What is expected:
Give again, word for word, only the lines from the one containing "Phrase: blue jeans" through the final line.

Dataset records:
————————
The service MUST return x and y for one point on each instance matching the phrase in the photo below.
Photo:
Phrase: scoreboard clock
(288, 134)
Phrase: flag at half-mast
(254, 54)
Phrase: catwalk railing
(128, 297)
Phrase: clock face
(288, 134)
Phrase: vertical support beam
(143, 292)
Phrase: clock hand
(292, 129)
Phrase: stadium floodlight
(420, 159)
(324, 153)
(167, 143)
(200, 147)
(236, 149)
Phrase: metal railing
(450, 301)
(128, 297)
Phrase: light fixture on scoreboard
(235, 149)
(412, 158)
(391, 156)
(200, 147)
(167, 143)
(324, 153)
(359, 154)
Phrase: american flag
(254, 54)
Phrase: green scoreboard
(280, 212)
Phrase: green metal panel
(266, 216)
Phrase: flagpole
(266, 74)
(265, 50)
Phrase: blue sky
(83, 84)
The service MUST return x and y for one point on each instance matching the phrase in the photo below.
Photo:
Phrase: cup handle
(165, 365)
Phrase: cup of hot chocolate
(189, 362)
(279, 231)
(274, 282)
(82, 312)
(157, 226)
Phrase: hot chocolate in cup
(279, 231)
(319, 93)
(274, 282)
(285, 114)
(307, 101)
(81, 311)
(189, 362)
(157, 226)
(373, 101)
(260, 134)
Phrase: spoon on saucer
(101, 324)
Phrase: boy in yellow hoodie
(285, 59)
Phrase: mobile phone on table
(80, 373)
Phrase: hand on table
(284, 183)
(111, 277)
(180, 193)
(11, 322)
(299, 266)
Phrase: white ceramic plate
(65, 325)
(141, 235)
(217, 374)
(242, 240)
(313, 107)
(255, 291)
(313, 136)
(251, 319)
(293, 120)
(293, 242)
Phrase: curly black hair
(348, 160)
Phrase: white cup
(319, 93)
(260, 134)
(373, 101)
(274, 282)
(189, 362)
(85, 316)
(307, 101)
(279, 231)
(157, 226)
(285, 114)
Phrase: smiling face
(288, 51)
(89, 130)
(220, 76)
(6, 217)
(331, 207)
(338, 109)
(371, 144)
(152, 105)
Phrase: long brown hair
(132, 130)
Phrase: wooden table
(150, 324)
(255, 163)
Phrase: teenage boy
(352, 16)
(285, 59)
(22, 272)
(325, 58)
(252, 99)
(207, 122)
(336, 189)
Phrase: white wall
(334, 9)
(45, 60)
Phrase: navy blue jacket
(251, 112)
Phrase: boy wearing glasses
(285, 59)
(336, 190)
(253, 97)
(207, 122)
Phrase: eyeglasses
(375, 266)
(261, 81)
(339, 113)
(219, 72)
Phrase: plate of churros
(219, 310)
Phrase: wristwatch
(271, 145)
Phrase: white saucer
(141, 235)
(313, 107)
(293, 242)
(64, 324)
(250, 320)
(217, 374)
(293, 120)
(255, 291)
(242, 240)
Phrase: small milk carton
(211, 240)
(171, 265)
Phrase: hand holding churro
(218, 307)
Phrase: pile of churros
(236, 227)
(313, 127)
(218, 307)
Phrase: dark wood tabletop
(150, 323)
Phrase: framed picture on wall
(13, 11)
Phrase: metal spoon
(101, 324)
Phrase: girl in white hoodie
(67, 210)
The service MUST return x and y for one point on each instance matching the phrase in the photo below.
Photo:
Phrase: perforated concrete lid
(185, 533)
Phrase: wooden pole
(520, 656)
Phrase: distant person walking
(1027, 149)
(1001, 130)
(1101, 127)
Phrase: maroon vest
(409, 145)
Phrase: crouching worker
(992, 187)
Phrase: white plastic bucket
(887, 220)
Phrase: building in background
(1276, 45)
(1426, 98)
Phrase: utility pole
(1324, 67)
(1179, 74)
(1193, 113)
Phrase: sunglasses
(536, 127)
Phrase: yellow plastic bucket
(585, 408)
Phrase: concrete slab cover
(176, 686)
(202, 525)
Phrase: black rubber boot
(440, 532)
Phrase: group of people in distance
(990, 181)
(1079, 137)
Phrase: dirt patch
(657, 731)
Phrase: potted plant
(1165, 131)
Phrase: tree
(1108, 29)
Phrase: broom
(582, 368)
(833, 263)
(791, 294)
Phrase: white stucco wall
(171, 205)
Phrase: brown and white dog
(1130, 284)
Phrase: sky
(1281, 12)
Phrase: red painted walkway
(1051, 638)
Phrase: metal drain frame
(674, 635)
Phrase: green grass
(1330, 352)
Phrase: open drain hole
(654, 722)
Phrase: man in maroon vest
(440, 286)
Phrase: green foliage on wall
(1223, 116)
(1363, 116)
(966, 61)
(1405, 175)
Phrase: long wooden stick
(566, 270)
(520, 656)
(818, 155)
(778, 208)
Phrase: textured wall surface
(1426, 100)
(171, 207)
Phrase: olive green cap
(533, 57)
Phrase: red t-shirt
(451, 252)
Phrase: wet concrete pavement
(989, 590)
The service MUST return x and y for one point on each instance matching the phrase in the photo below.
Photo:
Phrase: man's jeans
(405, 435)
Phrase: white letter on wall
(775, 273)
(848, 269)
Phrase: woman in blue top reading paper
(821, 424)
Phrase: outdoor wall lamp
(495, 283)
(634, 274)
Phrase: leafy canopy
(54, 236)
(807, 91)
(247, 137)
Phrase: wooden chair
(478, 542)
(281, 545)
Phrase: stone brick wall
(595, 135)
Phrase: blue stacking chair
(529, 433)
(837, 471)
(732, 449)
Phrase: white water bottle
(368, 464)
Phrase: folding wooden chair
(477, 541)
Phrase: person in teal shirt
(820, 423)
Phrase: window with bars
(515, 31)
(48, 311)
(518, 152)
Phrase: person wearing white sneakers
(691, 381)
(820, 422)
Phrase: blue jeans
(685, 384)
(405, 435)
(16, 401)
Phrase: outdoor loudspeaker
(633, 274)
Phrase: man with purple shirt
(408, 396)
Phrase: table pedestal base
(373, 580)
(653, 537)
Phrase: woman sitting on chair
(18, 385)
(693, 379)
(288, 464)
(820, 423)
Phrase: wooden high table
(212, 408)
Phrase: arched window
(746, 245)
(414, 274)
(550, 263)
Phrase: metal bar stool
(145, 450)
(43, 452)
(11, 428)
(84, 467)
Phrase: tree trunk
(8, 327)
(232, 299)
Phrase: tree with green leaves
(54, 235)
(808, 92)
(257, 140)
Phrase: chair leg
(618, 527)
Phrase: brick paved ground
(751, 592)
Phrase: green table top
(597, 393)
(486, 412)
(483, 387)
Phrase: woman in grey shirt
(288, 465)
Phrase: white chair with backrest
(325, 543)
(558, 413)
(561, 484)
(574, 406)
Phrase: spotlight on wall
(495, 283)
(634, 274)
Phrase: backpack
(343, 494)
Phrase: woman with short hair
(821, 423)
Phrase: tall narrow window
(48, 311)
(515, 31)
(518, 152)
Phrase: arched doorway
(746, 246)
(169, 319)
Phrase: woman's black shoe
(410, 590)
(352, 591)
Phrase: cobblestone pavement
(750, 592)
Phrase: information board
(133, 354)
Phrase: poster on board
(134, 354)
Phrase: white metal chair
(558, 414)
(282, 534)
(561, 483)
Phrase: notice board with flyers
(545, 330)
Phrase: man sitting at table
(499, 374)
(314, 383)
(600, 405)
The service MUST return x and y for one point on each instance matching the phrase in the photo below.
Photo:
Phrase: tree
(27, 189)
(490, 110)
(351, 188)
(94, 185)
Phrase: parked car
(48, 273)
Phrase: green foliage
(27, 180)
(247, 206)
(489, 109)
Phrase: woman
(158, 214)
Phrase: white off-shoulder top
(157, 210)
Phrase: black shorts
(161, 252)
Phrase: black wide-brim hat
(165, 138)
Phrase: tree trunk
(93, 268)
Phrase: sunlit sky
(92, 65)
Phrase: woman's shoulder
————————
Answer to this problem:
Phrase: blue jeans
(685, 384)
(405, 435)
(16, 401)
Phrase: outdoor loudspeaker
(633, 274)
Phrase: man with purple shirt
(408, 396)
Phrase: table pedestal base
(373, 580)
(653, 537)
Phrase: woman sitting on chair
(18, 385)
(693, 379)
(288, 464)
(820, 423)
Phrase: wooden high table
(212, 408)
Phrase: arched window
(746, 245)
(414, 274)
(550, 263)
Phrase: metal bar stool
(145, 450)
(43, 452)
(11, 428)
(84, 467)
Phrase: tree trunk
(8, 327)
(232, 299)
Phrase: tree with green leaves
(54, 235)
(808, 92)
(257, 140)
Phrase: chair leg
(618, 527)
Phrase: brick paved ground
(751, 592)
Phrase: green table top
(597, 393)
(486, 412)
(483, 387)
Phrase: woman in grey shirt
(288, 465)
Phrase: white chair with backrest
(325, 543)
(558, 413)
(561, 484)
(574, 406)
Phrase: spotlight on wall
(495, 283)
(634, 274)
Phrase: backpack
(343, 494)
Phrase: woman with short hair
(821, 423)
Phrase: tall narrow window
(48, 311)
(515, 31)
(518, 152)
Phrase: arched doorway
(746, 246)
(169, 319)
Phrase: woman's black shoe
(410, 590)
(352, 591)
Phrase: cobblestone pavement
(750, 592)
Phrase: information board
(133, 354)
Phrase: poster on board
(134, 354)
Phrase: white metal chair
(558, 414)
(282, 534)
(561, 483)
Phrase: notice board with flyers
(545, 330)
Phrase: man sitting at table
(499, 374)
(314, 383)
(600, 405)
The service MUST return x and y for one point on each instance matching the phrase in the photo below.
Photo:
Phrase: tree
(27, 189)
(490, 110)
(351, 188)
(94, 185)
Phrase: parked car
(48, 273)
Phrase: green foliage
(27, 180)
(247, 206)
(489, 109)
Phrase: woman
(158, 214)
Phrase: white off-shoulder top
(157, 210)
Phrase: black shorts
(161, 252)
Phrase: black wide-brim hat
(165, 138)
Phrase: tree trunk
(93, 268)
Phrase: sunlit sky
(92, 65)
Phrase: woman's shoulder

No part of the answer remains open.